§ Directions for this task:
Count the lines in the data below that contain the word "court", and reply with the number alone.

§ Data in this exercise:
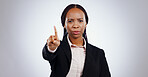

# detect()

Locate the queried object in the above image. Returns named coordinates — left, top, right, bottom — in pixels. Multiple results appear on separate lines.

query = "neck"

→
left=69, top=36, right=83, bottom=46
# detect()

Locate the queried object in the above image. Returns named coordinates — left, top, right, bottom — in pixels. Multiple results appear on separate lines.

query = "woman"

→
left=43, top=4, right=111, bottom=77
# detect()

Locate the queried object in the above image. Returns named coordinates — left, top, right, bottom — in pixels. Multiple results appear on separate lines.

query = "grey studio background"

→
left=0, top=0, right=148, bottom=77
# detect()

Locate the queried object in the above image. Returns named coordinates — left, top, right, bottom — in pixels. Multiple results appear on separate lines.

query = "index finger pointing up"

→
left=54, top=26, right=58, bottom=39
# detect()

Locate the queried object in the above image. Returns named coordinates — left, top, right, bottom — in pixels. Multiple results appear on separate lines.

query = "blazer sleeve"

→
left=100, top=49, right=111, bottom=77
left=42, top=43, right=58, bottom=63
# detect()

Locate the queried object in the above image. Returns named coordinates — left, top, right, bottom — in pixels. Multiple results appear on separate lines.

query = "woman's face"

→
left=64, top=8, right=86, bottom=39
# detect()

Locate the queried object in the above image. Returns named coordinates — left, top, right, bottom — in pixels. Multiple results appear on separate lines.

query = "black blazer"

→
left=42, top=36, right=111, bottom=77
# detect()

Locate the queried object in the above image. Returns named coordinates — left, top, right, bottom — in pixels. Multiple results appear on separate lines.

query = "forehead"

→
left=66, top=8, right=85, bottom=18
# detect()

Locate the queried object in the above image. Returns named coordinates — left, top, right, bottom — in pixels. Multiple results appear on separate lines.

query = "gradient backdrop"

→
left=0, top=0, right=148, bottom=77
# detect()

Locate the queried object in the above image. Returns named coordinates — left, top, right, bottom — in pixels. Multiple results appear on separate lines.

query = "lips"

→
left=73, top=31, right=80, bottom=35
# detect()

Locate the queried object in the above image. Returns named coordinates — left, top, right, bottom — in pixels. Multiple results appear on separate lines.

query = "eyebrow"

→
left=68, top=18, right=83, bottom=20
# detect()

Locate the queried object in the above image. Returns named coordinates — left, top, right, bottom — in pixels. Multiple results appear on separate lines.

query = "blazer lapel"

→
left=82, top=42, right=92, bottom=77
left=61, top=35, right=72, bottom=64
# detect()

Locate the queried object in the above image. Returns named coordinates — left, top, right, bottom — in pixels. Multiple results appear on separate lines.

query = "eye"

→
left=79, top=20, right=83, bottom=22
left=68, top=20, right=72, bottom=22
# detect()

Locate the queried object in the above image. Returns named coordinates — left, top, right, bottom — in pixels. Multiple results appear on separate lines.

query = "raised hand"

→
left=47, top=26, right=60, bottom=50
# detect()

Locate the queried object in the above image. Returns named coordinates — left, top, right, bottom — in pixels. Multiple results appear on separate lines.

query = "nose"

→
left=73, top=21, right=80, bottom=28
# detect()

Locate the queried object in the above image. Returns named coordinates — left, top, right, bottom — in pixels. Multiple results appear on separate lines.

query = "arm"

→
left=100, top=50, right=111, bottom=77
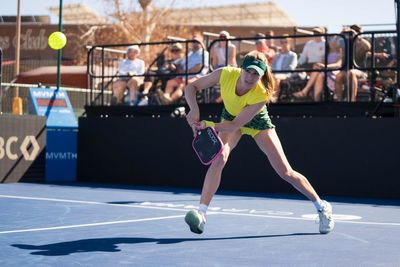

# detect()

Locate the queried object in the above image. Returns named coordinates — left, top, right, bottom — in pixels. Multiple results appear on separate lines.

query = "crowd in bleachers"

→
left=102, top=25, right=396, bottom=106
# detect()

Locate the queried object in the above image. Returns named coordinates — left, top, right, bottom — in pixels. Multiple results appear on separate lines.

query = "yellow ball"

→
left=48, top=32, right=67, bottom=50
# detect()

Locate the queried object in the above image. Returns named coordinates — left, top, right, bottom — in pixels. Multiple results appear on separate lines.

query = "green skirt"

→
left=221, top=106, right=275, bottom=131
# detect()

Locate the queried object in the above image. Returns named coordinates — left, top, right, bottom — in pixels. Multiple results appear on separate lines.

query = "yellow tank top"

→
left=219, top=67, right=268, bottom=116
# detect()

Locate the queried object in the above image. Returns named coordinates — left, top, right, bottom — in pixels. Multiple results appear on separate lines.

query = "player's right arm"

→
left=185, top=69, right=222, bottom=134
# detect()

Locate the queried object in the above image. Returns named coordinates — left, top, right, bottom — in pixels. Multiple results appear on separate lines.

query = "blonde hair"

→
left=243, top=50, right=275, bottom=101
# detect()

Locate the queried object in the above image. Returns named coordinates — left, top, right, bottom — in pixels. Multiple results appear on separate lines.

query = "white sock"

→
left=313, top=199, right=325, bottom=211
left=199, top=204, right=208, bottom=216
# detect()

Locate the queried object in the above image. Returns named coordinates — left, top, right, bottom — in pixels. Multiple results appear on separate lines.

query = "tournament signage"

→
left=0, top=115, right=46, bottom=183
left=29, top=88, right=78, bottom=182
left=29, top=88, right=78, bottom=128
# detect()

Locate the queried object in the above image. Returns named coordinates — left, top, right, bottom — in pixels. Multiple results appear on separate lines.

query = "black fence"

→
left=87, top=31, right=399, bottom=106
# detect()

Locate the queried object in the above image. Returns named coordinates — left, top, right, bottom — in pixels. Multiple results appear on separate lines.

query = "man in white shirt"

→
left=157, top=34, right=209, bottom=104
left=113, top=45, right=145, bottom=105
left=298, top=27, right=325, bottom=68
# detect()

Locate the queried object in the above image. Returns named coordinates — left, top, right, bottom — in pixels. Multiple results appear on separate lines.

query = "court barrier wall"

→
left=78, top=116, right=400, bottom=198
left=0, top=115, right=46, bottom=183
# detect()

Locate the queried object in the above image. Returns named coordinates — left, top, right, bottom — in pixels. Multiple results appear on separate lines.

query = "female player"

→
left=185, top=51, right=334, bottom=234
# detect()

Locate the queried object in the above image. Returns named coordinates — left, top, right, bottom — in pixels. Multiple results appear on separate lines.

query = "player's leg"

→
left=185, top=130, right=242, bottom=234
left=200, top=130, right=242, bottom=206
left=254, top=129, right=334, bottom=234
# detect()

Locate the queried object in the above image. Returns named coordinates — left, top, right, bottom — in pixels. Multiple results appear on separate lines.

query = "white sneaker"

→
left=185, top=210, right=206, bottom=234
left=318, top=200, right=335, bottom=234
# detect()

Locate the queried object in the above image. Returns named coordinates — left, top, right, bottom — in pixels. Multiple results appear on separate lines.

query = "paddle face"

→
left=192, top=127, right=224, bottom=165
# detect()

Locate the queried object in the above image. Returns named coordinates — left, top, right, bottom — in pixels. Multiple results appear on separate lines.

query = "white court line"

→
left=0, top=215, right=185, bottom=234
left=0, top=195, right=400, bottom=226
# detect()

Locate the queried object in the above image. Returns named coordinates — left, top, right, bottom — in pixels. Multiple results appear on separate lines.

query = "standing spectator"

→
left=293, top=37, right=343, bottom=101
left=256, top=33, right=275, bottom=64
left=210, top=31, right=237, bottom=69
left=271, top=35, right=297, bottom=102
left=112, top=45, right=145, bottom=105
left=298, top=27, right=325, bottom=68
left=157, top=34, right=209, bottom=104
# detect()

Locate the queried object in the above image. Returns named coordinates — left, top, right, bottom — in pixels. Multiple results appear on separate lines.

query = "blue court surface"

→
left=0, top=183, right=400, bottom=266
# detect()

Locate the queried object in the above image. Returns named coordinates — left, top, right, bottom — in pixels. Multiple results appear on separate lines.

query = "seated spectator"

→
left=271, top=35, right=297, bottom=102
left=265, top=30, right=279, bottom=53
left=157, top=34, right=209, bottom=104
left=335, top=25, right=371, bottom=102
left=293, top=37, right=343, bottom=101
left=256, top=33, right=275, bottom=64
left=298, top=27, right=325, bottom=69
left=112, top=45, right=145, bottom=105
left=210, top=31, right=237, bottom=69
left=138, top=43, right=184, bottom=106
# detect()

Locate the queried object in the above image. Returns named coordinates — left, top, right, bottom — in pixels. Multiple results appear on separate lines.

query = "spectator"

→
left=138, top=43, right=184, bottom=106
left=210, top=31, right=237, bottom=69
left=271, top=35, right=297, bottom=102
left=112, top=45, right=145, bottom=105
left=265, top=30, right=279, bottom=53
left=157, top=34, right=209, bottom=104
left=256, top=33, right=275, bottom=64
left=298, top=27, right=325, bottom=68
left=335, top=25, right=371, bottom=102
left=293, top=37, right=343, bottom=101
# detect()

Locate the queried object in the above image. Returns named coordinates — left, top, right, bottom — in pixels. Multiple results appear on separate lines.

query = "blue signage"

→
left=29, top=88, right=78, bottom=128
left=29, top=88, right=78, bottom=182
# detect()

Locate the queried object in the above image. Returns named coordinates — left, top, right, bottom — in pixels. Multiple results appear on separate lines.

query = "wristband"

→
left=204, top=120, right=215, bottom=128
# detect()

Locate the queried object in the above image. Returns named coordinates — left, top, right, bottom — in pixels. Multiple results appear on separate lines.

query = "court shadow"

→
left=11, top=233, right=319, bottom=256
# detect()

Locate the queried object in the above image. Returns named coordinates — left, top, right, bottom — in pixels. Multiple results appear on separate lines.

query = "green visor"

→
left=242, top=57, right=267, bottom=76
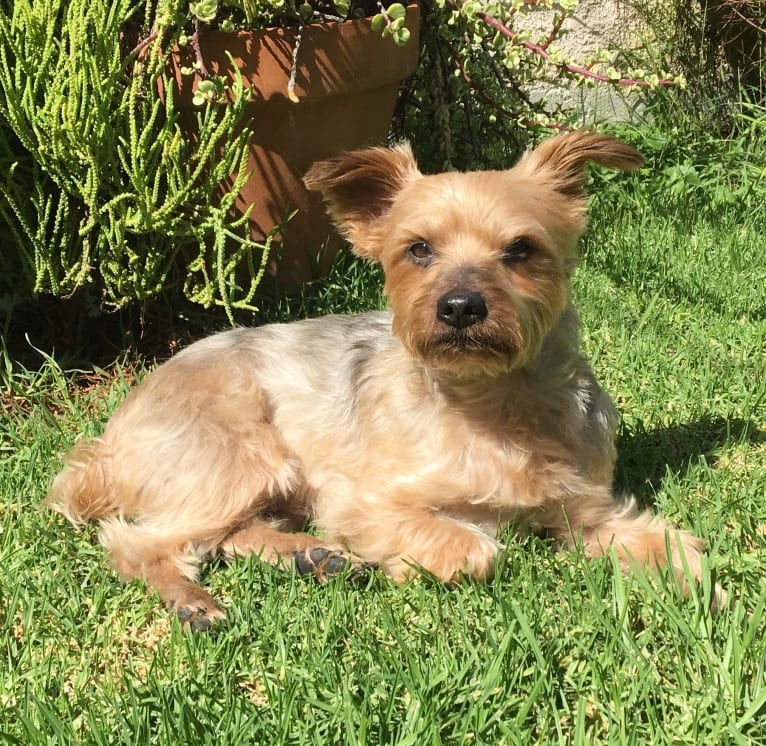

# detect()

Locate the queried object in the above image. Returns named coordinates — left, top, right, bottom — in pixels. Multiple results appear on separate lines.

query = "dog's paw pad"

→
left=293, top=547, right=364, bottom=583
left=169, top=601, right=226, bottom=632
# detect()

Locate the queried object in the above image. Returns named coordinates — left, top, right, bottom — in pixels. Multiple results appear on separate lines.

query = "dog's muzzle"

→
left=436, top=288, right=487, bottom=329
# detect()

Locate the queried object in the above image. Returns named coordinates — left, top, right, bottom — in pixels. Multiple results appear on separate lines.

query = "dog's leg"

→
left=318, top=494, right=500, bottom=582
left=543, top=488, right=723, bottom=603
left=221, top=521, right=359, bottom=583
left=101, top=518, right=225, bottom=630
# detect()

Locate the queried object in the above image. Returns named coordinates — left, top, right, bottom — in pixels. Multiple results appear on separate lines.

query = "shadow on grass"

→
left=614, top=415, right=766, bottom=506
* * *
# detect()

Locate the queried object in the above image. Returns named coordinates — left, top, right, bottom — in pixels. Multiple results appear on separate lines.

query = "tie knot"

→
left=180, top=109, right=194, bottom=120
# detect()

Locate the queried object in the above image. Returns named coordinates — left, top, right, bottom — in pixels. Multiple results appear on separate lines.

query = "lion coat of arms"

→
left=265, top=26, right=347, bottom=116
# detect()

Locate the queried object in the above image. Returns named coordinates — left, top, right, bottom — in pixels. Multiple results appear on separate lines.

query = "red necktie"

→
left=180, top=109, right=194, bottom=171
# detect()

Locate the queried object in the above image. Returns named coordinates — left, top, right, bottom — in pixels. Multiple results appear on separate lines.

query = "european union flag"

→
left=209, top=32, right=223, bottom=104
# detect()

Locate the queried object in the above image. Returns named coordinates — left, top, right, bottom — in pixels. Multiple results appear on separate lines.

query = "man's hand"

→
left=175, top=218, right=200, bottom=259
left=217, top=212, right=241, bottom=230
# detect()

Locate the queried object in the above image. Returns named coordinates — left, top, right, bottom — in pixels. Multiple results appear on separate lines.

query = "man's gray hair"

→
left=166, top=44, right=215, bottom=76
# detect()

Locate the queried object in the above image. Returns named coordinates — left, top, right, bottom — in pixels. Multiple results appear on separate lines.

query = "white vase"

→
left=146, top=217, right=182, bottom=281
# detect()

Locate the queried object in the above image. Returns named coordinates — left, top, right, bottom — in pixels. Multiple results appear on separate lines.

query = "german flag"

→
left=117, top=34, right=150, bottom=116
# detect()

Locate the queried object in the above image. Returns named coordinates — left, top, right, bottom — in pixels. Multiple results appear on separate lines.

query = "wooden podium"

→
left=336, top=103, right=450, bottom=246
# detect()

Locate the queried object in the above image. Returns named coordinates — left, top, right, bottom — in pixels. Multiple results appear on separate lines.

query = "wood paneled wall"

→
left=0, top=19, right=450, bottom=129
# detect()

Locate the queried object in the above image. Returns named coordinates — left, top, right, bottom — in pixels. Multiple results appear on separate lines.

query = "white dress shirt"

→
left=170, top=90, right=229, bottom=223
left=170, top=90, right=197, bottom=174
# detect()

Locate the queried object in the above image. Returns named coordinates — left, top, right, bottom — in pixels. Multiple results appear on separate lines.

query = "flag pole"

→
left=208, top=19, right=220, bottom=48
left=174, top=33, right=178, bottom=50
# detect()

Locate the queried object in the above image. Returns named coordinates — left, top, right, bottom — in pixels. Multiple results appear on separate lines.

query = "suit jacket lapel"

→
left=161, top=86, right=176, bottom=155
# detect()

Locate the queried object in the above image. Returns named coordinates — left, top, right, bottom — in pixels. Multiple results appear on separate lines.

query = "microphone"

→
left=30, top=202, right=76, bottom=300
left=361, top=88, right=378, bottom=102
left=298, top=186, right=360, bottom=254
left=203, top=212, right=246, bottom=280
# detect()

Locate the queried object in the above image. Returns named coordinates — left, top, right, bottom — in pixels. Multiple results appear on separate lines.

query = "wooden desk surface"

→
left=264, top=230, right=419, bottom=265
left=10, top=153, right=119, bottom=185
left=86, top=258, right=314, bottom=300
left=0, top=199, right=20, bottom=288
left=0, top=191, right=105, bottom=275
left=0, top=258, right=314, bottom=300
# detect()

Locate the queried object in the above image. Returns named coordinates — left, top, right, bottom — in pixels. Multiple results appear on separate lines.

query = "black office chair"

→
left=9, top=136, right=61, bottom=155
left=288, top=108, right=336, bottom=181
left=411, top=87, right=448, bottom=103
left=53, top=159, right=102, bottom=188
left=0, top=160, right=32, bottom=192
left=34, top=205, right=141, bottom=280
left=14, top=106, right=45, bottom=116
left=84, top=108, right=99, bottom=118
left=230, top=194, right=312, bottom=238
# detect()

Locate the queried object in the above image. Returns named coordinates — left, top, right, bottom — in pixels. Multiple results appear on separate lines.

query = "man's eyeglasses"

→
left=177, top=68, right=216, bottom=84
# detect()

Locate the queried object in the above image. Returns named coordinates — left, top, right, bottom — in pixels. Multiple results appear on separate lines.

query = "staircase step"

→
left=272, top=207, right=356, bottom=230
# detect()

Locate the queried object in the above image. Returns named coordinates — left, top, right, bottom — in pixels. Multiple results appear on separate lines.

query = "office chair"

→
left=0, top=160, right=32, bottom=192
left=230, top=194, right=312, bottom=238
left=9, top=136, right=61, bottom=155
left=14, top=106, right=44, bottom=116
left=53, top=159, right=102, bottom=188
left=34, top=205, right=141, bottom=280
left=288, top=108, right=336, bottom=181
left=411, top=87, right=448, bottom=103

§ Response to the exercise:
4